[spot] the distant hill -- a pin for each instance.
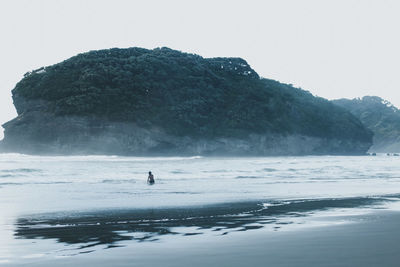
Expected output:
(381, 117)
(137, 101)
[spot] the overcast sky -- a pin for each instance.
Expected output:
(333, 49)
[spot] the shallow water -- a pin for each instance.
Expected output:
(58, 206)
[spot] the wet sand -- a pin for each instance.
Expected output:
(368, 240)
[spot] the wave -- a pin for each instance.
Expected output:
(21, 170)
(248, 177)
(118, 181)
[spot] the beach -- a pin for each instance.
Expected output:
(363, 240)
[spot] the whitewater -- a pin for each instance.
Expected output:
(66, 205)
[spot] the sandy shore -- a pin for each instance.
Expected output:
(369, 240)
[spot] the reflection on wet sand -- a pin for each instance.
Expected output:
(111, 227)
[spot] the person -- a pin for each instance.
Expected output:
(150, 179)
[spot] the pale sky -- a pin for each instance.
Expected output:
(334, 49)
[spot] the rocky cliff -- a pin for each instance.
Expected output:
(381, 117)
(144, 102)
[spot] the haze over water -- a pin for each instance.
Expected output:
(67, 205)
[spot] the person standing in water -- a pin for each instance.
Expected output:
(150, 179)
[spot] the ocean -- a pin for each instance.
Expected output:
(68, 207)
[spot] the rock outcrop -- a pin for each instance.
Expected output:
(163, 102)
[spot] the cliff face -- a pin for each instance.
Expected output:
(144, 102)
(381, 117)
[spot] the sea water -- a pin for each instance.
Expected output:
(63, 205)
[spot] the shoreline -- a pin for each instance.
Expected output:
(368, 240)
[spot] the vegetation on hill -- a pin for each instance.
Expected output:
(378, 115)
(184, 94)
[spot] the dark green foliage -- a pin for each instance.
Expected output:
(376, 114)
(184, 94)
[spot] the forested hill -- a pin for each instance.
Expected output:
(168, 95)
(381, 117)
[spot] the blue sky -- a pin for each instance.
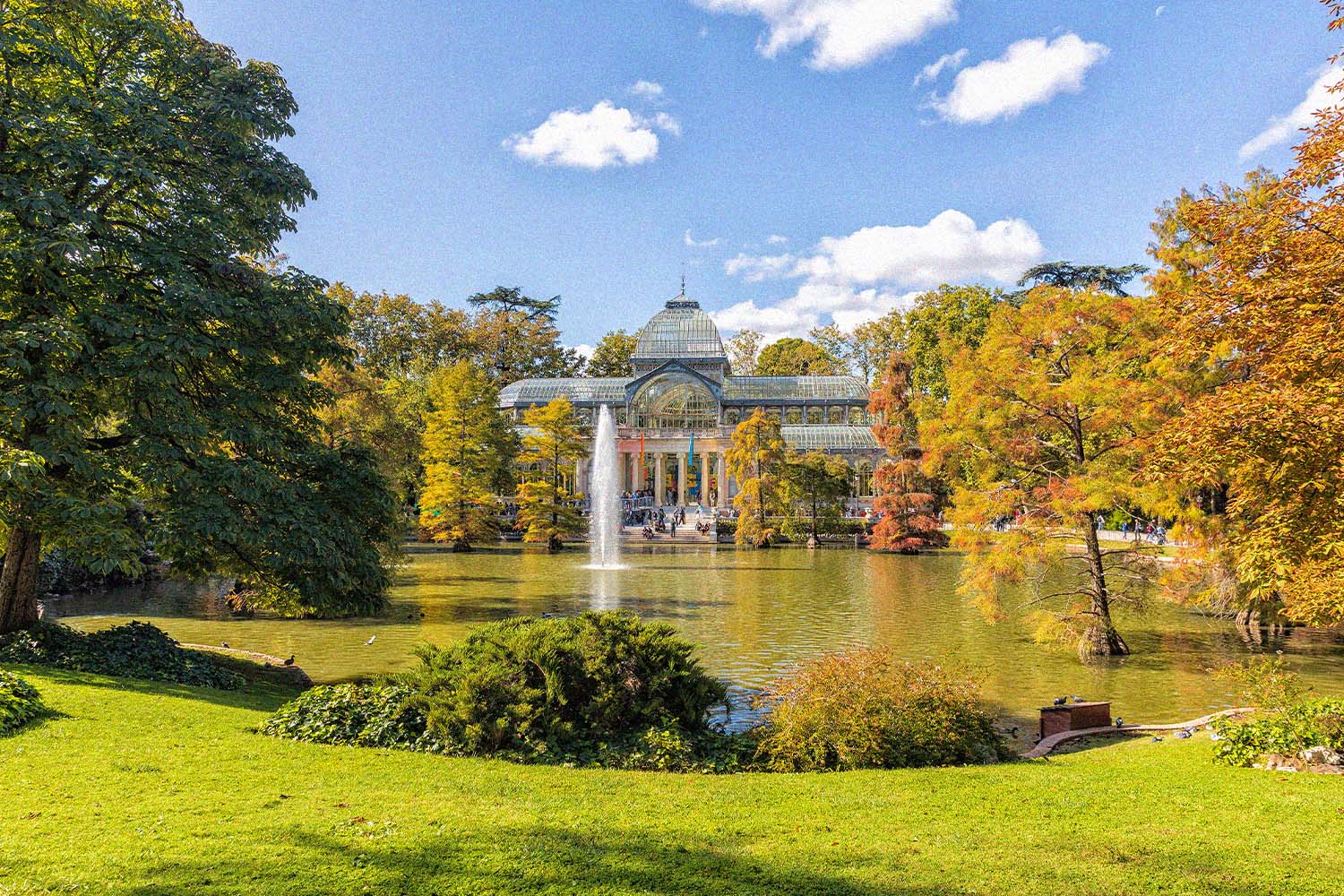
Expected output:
(788, 139)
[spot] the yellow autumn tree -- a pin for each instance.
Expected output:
(1252, 285)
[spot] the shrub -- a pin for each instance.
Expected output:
(551, 688)
(134, 650)
(1288, 732)
(19, 702)
(359, 715)
(865, 710)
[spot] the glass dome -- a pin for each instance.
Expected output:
(675, 402)
(679, 331)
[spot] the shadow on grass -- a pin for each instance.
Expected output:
(250, 696)
(510, 860)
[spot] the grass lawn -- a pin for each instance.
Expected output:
(161, 788)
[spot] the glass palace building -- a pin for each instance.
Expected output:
(676, 416)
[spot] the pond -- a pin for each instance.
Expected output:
(753, 613)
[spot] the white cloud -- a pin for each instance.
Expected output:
(1285, 128)
(843, 34)
(604, 136)
(855, 279)
(647, 89)
(1030, 73)
(949, 62)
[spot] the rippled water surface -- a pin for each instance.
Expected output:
(753, 613)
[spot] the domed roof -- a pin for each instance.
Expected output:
(680, 330)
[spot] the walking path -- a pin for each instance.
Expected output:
(1054, 740)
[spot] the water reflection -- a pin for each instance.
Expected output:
(753, 613)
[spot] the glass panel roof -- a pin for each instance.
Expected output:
(753, 389)
(682, 331)
(578, 390)
(832, 438)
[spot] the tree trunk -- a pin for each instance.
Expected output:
(19, 579)
(1101, 638)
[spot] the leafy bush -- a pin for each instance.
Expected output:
(865, 710)
(532, 686)
(19, 702)
(359, 715)
(134, 650)
(1288, 732)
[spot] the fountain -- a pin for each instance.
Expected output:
(605, 497)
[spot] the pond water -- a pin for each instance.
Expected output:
(753, 613)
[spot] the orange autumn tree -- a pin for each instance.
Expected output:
(1051, 414)
(1253, 285)
(903, 497)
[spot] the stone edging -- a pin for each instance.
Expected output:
(1054, 740)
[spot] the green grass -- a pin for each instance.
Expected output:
(159, 788)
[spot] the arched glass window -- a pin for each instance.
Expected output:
(675, 402)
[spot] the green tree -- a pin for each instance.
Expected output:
(820, 481)
(1056, 406)
(468, 449)
(793, 357)
(612, 357)
(744, 349)
(144, 357)
(556, 441)
(755, 461)
(1098, 279)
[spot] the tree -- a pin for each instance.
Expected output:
(468, 447)
(793, 357)
(1082, 277)
(744, 349)
(874, 343)
(150, 355)
(905, 497)
(546, 511)
(1056, 408)
(511, 300)
(819, 479)
(612, 357)
(755, 461)
(1250, 285)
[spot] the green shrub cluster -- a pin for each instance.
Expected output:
(134, 650)
(19, 702)
(866, 710)
(358, 715)
(532, 686)
(1288, 732)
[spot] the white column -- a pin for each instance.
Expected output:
(660, 478)
(704, 478)
(680, 478)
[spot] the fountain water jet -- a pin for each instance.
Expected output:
(605, 497)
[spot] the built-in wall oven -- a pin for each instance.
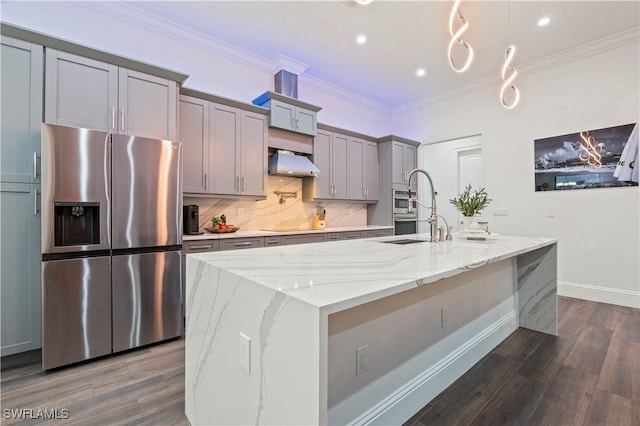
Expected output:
(405, 214)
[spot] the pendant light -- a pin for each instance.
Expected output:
(508, 72)
(456, 39)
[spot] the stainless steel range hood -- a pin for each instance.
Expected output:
(287, 163)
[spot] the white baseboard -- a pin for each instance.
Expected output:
(418, 392)
(599, 294)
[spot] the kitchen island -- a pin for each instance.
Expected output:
(353, 332)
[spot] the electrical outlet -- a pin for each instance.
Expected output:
(244, 352)
(362, 360)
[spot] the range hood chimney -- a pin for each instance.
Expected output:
(286, 83)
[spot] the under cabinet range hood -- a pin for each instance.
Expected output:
(287, 163)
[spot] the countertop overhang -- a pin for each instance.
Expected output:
(334, 276)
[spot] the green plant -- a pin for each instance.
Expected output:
(469, 204)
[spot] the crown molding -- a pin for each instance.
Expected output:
(613, 41)
(130, 14)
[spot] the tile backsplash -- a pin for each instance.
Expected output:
(251, 215)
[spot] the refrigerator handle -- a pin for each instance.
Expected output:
(35, 202)
(35, 165)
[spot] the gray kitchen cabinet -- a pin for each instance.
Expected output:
(21, 84)
(83, 92)
(194, 135)
(241, 243)
(404, 160)
(293, 118)
(363, 169)
(21, 304)
(330, 153)
(21, 117)
(237, 151)
(377, 233)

★ ★ ★ ★ ★ ★ ★

- [PROBLEM REQUIREMENTS] Copy all of the entries above word for word, omitting the pictures.

- [FINISHED ANSWER]
[spot] the distant hill -- a pin for each instance.
Expected output:
(381, 117)
(137, 101)
[spot] the overcast sky -- a pin for each instance.
Expected output:
(333, 49)
[spot] the shallow water -- a pin for each instance.
Expected output:
(58, 206)
[spot] the wet sand -- a pin for each instance.
Expected output:
(368, 240)
[spot] the wave -- a pin for each instance.
Expected output:
(21, 170)
(248, 177)
(118, 181)
[spot] the beach -- a pin for each instance.
Expected output:
(363, 240)
[spot] the whitewater -- a pin for each instance.
Expected output:
(66, 205)
[spot] the sandy shore -- a pin for each instance.
Expected output:
(369, 240)
[spot] the reflection on wet sand -- a pin for each instance.
Expected output:
(111, 227)
[spot] the person -- a pin for each instance.
Expected output:
(150, 179)
[spot] the pale sky -- a pin for each instance.
Expected output:
(334, 49)
[spot] the rocky cliff -- a pin for each instance.
Expected output:
(381, 117)
(144, 102)
[spot] the haze over water -- a pin for each instance.
Expected output:
(67, 205)
[spot] the person standing in water -- a pin for each instance.
Expected output:
(150, 179)
[spot] the ocean -- a pin for each instance.
Expected output:
(68, 207)
[spot] the rock outcrop -- a pin for each instance.
Expected output:
(163, 102)
[spot] the cliff face -- a pin for each instance.
Expected output:
(144, 102)
(381, 117)
[spot] the sea water -- a pin for each instance.
Expected output:
(63, 205)
[spot] the shoreline -- a pin for each instance.
Expected output:
(368, 240)
[spot] the vegetation on hill -- a pin for each instance.
Expected output:
(378, 115)
(184, 94)
[spot] the dark green foliage -- a pin for each instance.
Expected output:
(376, 114)
(184, 94)
[spot] the forested hill -- a pin for each instance.
Expected output:
(168, 95)
(381, 117)
[spot] the blue sky -- a pin for each instance.
Expected output:
(788, 139)
[spot] the yellow autumn tree -- a pin for each instance.
Expected output:
(1252, 285)
[spot] the shrub -- a pin for each instance.
Expected output:
(551, 688)
(134, 650)
(1288, 732)
(19, 702)
(359, 715)
(865, 710)
[spot] the glass dome -- a pin for each instance.
Expected output:
(675, 402)
(679, 331)
[spot] the shadow on grass -- a pin for each instance.
Expected output:
(250, 696)
(510, 860)
[spot] the grass lawn -- a pin for each instance.
Expected output:
(161, 788)
[spot] the glass palace building -- a pin for each instance.
Expected output:
(676, 416)
[spot] the pond -- a pin for each instance.
Expected output:
(753, 613)
[spot] the white cloud -- a pin for each instance.
Expected output:
(1285, 128)
(843, 34)
(604, 136)
(855, 279)
(647, 89)
(1030, 73)
(949, 62)
[spot] the rippled water surface -- a pin for each instance.
Expected output:
(753, 613)
[spot] the domed roof -- a pin for each instance.
Expected output:
(680, 330)
[spot] the walking path -- a pin for each instance.
Expected output:
(1054, 740)
[spot] the water reflection -- a pin for each instance.
Expected output:
(753, 613)
[spot] the glass panel roof -- a pin for each instance.
Expected output:
(753, 389)
(682, 331)
(578, 390)
(832, 438)
[spot] the tree trunk -- a pin for each instance.
Expected output:
(19, 579)
(1101, 638)
[spot] the leafy bush -- a pin for each instance.
Expected output:
(865, 710)
(532, 686)
(19, 702)
(359, 715)
(134, 650)
(1288, 732)
[spot] the fountain -- a pin for each instance.
Expected output:
(605, 497)
[spot] the pond water -- a pin for each instance.
Expected output:
(753, 613)
[spot] the orange autumn tree -- a pin for each instance.
Expected output:
(1051, 414)
(1253, 285)
(903, 497)
[spot] the stone edging -- a pin for each instance.
Expected output:
(1054, 740)
[spot] the green grass -- a pin for each instance.
Expected output:
(159, 788)
[spot] the arched glass window -- a pin for each instance.
Expected output:
(675, 402)
[spot] the green tree -- a pin for each instance.
Expected output:
(820, 481)
(1056, 406)
(468, 449)
(793, 357)
(612, 357)
(744, 349)
(144, 357)
(556, 441)
(755, 461)
(1098, 279)
[spot] the tree -- a pin for each instance.
Expected output:
(468, 447)
(793, 357)
(1082, 277)
(744, 349)
(874, 343)
(150, 355)
(905, 497)
(546, 511)
(1056, 408)
(511, 300)
(819, 479)
(612, 357)
(755, 461)
(1250, 285)
[spot] the green shrub cluster -- a pin for each instance.
Expected output:
(134, 650)
(19, 702)
(866, 710)
(358, 715)
(532, 686)
(1288, 732)
[spot] the white column -- a pin for each instance.
Expected output:
(660, 478)
(704, 478)
(680, 478)
[spot] the fountain water jet -- a pin for each instance.
Expected output:
(605, 497)
[spot] the built-in wall oven -- a pin for each instance.
Expected output:
(405, 214)
[spot] the pendant light -- a pin for each instance.
Expected output:
(508, 72)
(456, 39)
[spot] the stainless steel range hood -- a pin for each instance.
Expected output:
(287, 163)
[spot] the white baseboard -- a pin for each instance.
Expected output:
(418, 392)
(599, 294)
[spot] the kitchen island -- a pin for each instance.
Expected output:
(353, 332)
[spot] the electrical outlet -- a pin for each instance.
Expected output:
(244, 352)
(362, 360)
[spot] the range hood chimney -- a pin for each instance.
Expected output:
(286, 83)
[spot] the under cabinet range hood -- a pin for each instance.
Expected output:
(287, 163)
[spot] the countertop overhang -- a pin for each instance.
Expected output:
(334, 276)
[spot] the green plant -- a pin for each instance.
Expected output:
(469, 204)
[spot] the crown molding -- a pin for each instance.
Expected output:
(613, 41)
(130, 14)
[spot] the tile backsplash -- a pin for each instance.
Expected output:
(251, 215)
[spot] the refrigerator handle -- a pin for each instance.
Expected output:
(35, 202)
(35, 165)
[spot] the gray kitchen cabinet -- a pin for each instance.
Expected output:
(21, 84)
(83, 92)
(194, 135)
(241, 243)
(404, 160)
(293, 118)
(363, 169)
(21, 304)
(330, 153)
(21, 117)
(237, 151)
(377, 233)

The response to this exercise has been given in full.